- **Your objective**: Please copy out everything from the start of the records down to and including the line that contains "[1100, 786]". Leave the pictures out.

- **Records provided**:
● ● ● ●

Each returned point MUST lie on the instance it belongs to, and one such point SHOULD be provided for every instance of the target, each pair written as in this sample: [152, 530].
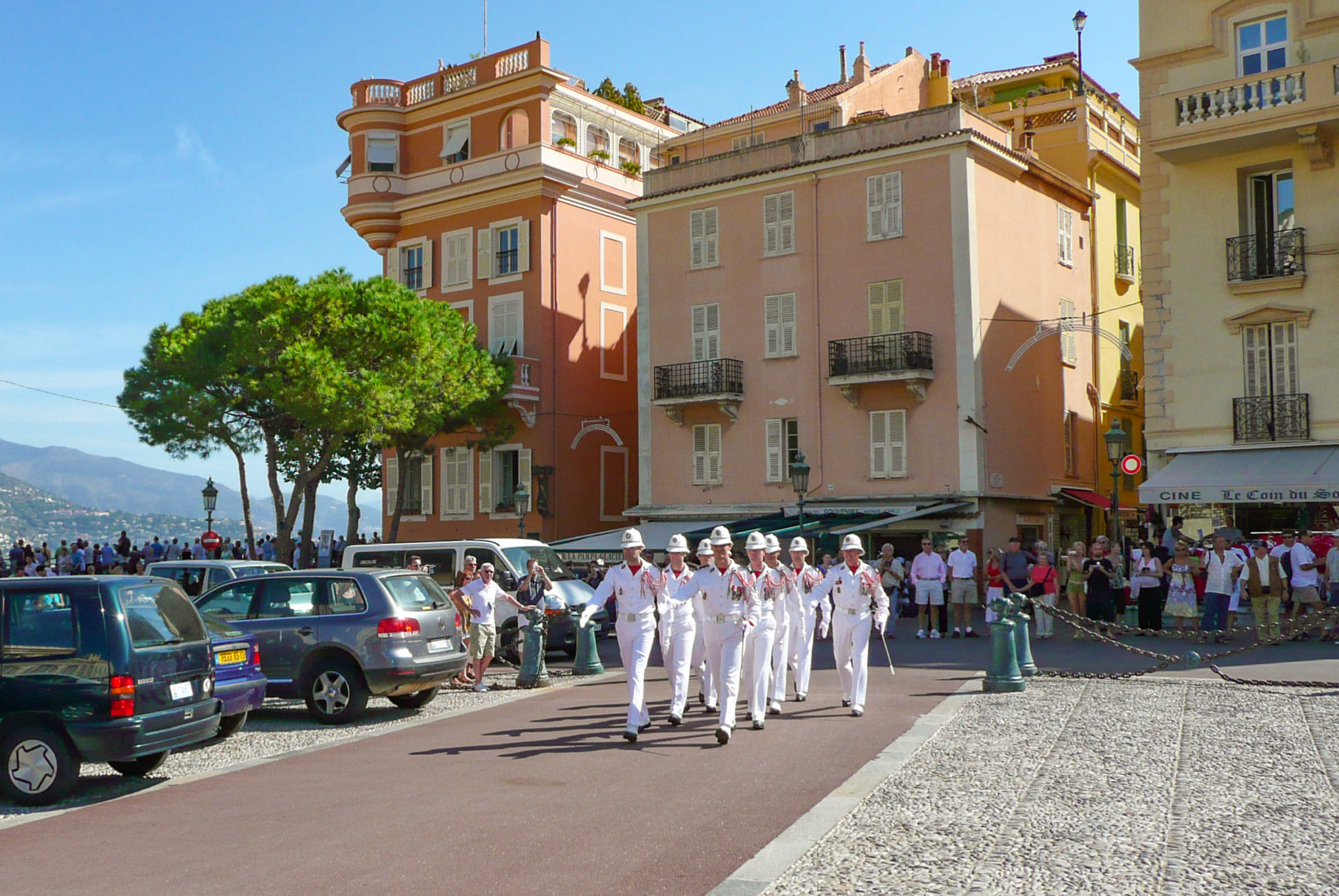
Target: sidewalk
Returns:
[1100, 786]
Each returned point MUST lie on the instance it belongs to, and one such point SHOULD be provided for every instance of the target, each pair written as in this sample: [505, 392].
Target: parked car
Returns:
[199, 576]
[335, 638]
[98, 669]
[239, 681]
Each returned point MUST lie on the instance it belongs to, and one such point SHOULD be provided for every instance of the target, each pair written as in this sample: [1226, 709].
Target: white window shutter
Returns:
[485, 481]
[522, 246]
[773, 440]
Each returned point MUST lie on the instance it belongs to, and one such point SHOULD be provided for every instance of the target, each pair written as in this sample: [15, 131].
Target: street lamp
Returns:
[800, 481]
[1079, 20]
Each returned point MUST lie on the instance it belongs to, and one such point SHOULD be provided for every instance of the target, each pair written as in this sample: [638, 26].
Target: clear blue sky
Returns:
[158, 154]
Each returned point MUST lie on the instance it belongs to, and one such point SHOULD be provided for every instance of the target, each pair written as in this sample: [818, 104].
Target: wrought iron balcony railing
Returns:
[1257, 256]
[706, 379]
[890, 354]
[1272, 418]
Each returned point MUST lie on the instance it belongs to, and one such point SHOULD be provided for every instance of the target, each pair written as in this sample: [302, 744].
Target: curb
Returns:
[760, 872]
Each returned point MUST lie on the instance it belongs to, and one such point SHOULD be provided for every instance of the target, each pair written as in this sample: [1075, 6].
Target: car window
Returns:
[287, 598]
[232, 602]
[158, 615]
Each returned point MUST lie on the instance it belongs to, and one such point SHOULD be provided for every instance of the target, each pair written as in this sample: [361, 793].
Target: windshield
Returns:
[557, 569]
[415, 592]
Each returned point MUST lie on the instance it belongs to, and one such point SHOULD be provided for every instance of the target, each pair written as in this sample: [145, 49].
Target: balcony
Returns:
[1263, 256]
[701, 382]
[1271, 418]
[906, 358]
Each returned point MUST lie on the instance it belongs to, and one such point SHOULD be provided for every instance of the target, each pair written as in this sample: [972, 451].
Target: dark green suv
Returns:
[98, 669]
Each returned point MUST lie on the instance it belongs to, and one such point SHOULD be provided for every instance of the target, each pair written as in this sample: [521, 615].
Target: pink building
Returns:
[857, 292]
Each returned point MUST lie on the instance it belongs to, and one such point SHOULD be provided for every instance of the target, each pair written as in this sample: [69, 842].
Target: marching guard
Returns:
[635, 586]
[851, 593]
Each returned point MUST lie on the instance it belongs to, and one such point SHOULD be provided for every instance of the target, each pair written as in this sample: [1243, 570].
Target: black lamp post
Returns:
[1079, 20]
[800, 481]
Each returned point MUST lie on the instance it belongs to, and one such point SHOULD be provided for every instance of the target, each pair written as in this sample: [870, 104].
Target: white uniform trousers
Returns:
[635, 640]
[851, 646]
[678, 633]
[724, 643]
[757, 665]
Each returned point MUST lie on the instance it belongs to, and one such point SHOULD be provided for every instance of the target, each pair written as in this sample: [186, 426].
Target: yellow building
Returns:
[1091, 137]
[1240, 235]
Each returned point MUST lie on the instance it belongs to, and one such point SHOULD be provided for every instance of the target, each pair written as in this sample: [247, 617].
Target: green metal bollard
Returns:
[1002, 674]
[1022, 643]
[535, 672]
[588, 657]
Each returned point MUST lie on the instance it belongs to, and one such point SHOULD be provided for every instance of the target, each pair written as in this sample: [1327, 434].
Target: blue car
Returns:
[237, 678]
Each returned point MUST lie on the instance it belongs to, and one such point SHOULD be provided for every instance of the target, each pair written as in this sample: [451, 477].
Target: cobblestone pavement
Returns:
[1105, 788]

● ● ● ●

- **Written solution**:
Each returned point MUST lie on the instance it belongs to, and one such point SHOULD be provided for every instance of the target, each pair written as in this sample: [152, 530].
Target: sidewalk
Returns:
[1100, 786]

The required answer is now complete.